That's your problem right there. Everyone knows dpp is buggy. Using dpp and critiquing photos. Based off it is like filling your sports car with Mexican gas and wonder why it spurts. You can switch dpp to faster processing, it does a better job than high quality which can give you better results but I think your being premature sending ur camera back until canon fixes dpp.


----------



## wickidwombat (Apr 2, 2012)

From the week I have had with the 5Dmk3 I can safely say I feel the sensor is fantastic. At narrow apertures and shooting with strobes the images are razor sharp.

open up that aperture and shoot ambient light on my copy and it all goes to hell. My copy definately has a nutty AF, i am glad many others are reporting joy with theirs so I'll see if I can get another copy and give it a whirl.

I'd rather have the 5Dmk2 AF over the AF on my copy of the 5Dmk3 (at least I can rely on the center point of on that camer!)

I'm a bit disapointed, taking it back today I hope I can get a replacement within a week sinc ei'm going overseas and would like to use the mk3


----------



## marekjoz (Apr 2, 2012)

wickidwombat said:


> From the week I have had with the 5Dmk3 I can safely say I feel the sensor is fantastic. At narrow apertures and shooting with strobes the images are razor sharp.
> 
> open up that aperture and shoot ambient light on my copy and it all goes to hell. My copy definately has a nutty AF, i am glad many others are reporting joy with theirs so I'll see if I can get another copy and give it a whirl.
> 
> ...



What the hell is going on? I don't own 5d3 so I can't discuss these issues but what? Reading some beginners' impressions I hoped they are wrong. But Wombat has the same? 1dx so late (it will be half a year from announcement in several days) and all those issues with 5d3? What's wrong with Canon?


----------



## MeHoo (Apr 2, 2012)

I generally have no interest in these pissing matches... But I love my new camera.

Stored data:
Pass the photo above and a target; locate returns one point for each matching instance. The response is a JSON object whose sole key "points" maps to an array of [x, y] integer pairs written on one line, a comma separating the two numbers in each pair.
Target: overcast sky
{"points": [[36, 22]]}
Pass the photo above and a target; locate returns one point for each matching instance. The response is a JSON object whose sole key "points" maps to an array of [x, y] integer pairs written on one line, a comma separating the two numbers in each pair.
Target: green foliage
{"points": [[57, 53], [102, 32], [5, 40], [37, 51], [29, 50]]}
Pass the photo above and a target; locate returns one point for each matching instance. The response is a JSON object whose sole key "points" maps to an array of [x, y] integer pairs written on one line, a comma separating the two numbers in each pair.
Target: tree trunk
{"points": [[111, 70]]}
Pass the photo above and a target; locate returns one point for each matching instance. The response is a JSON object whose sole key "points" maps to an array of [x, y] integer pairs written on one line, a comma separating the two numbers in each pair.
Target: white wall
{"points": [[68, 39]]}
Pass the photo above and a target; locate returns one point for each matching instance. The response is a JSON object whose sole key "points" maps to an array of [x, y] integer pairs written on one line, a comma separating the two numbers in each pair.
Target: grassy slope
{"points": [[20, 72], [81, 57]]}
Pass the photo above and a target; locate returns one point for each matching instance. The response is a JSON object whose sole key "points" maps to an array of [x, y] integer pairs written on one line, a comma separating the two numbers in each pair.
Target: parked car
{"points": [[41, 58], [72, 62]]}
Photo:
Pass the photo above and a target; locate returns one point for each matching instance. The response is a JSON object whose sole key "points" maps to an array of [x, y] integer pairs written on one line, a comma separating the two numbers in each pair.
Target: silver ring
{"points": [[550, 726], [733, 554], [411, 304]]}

Required work:
1 - List the usernames of everyone who posted in the camera forum thread.
2 - Revise the camera forum thread from "## wickidwombat (Apr" to "on that camer!)", putting "flash units" in place of "strobes".

Task answers:
1 - wickidwombat, marekjoz, MeHoo

2 -
## wickidwombat (Apr 2, 2012)

From the week I have had with the 5Dmk3 I can safely say I feel the sensor is fantastic. At narrow apertures and shooting with flash units the images are razor sharp.

open up that aperture and shoot ambient light on my copy and it all goes to hell. My copy definately has a nutty AF, i am glad many others are reporting joy with theirs so I'll see if I can get another copy and give it a whirl.

I'd rather have the 5Dmk2 AF over the AF on my copy of the 5Dmk3 (at least I can rely on the center point of on that camer!)